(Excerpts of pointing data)
......

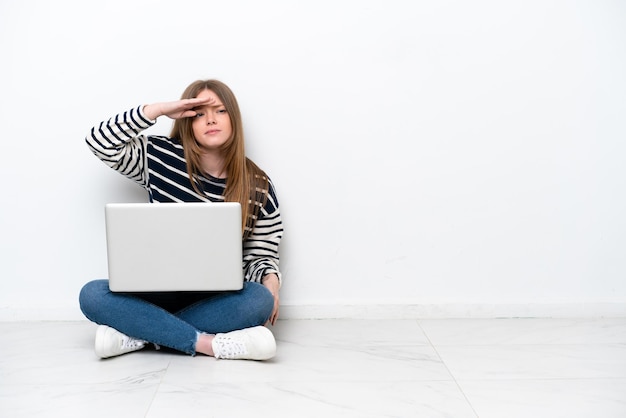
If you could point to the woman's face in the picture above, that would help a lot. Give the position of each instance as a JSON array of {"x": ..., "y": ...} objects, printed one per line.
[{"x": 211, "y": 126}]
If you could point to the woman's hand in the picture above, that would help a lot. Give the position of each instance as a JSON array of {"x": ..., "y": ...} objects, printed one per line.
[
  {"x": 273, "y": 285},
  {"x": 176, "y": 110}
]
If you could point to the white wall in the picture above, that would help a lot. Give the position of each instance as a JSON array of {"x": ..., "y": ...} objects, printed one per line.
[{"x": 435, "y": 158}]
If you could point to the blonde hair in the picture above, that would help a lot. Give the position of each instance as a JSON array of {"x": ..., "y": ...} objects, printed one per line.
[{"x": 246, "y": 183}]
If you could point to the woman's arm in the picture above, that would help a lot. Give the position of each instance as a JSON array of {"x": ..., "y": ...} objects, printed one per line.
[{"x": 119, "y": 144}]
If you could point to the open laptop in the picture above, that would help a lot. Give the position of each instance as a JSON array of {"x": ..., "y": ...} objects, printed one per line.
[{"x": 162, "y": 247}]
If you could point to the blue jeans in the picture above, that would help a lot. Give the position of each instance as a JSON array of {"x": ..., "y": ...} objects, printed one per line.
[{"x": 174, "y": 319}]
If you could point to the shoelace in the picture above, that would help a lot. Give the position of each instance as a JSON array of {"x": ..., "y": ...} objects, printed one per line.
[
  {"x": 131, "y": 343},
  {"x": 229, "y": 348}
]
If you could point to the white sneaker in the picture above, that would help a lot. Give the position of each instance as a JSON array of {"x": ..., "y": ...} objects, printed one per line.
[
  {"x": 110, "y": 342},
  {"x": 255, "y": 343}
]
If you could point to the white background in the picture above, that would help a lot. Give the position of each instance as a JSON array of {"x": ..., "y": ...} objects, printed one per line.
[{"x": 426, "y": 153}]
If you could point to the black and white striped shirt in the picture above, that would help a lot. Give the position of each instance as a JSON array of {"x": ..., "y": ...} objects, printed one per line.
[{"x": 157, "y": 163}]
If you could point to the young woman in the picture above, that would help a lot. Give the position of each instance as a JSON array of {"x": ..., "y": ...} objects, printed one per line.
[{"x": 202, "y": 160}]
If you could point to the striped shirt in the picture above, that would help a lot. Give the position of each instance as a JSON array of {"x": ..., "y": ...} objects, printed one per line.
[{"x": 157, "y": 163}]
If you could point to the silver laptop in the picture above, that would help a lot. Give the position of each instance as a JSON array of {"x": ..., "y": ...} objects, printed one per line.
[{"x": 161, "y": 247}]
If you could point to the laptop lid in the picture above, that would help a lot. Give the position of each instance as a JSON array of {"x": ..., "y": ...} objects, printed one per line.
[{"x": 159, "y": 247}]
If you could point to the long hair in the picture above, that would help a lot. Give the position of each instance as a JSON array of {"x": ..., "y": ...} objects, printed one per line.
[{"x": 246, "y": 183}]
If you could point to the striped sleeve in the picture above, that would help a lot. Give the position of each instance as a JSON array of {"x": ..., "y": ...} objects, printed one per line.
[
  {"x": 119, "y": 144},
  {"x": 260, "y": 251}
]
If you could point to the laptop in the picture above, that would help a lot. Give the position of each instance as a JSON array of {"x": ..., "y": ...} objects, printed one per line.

......

Written request> Turn every line of the records above into a numbered list, skipping blank lines and leaving out the pictures.

Result>
1. If you could point to the woman's face in the picture above, that would help a lot. Give the position of each instance as a JSON array of {"x": ..., "y": ...} objects, printed one per line.
2. [{"x": 211, "y": 126}]
3. If you could point to the woman's hand in the picture above, that would help a lot. Give the position of each instance as a JSON array of {"x": ..., "y": ...} objects, printed one per line.
4. [
5.   {"x": 273, "y": 285},
6.   {"x": 176, "y": 110}
7. ]
8. If you could point to the white wall in the picture above, that would help a lot. Give the position of each instance as a JSON array of {"x": ..., "y": ...} objects, printed one per line.
9. [{"x": 435, "y": 158}]
10. If you could point to the blonde hair in the picture above, that would help a lot. Give the position of each instance as a JSON array of {"x": ..., "y": ...} objects, printed one per line.
11. [{"x": 246, "y": 183}]
12. If you could point to the woman's arm in the picture above, that would help a lot. Give the position of each instance as a JSON array of {"x": ..., "y": ...} objects, printed one per line.
13. [{"x": 119, "y": 144}]
14. If you could point to the open laptop in the picture above, that would help a lot. Give the position of each instance as a JSON array of {"x": ..., "y": ...} objects, printed one per line.
15. [{"x": 162, "y": 247}]
16. If you could point to the blue jeans in the picture above, that would help a lot. Give the position of each instance as a JSON array of {"x": ..., "y": ...} objects, printed one per line.
17. [{"x": 174, "y": 319}]
18. If you could point to the shoelace in the picture above, that would help a lot. Give the position of each instance as a JSON array of {"x": ..., "y": ...} objects, printed one per line.
19. [
20.   {"x": 131, "y": 343},
21.   {"x": 229, "y": 348}
22. ]
23. If you could point to the white sneaker in the picture above, that would help a lot. Give the position of each instance as a JSON array of {"x": ..., "y": ...} objects, printed one per line.
24. [
25.   {"x": 110, "y": 342},
26.   {"x": 255, "y": 343}
27. ]
28. If you could point to the white background in the picture above, that would help a lot. Give the position of each instance as a JSON array of {"x": ..., "y": ...} objects, printed one per line.
29. [{"x": 426, "y": 153}]
30. If you could point to the black and white striped shirt in the picture above, that would help a lot. Give the position of each instance as a JSON array of {"x": ..., "y": ...} objects, printed one per line.
31. [{"x": 157, "y": 163}]
32. If you could point to the young woman in the picture above, that would help a lot. Give the position of each instance as a JSON array of {"x": ..., "y": ...} objects, printed one per line.
33. [{"x": 202, "y": 160}]
34. If you could point to the striped shirt in the picture above, that would help a lot. Give the position of each instance as a JSON array of {"x": ..., "y": ...} objects, printed one per line.
35. [{"x": 157, "y": 163}]
36. If you could point to the silver laptop in the picture above, that would help a lot. Give the position of each instance as a JSON array of {"x": ..., "y": ...} objects, printed one per line.
37. [{"x": 161, "y": 247}]
38. If you could point to the laptop lid in the picture above, that would help a lot. Give the position of each instance as a JSON array of {"x": ..., "y": ...} objects, printed one per line.
39. [{"x": 159, "y": 247}]
40. If you could point to the long hair in the picture above, that would help a lot. Give the position of each instance as a JSON array of {"x": ..., "y": ...} objects, printed one per line.
41. [{"x": 246, "y": 183}]
42. If you could point to the striped sleeve in the picture above, that would help a lot. Give the position of each instance as a JSON array of {"x": ..., "y": ...} objects, printed one per line.
43. [
44.   {"x": 119, "y": 144},
45.   {"x": 260, "y": 251}
46. ]
47. If you could point to the laptop in the picture above, that would help a lot. Give the position of each instance as a JSON array of {"x": ..., "y": ...} objects, printed one per line.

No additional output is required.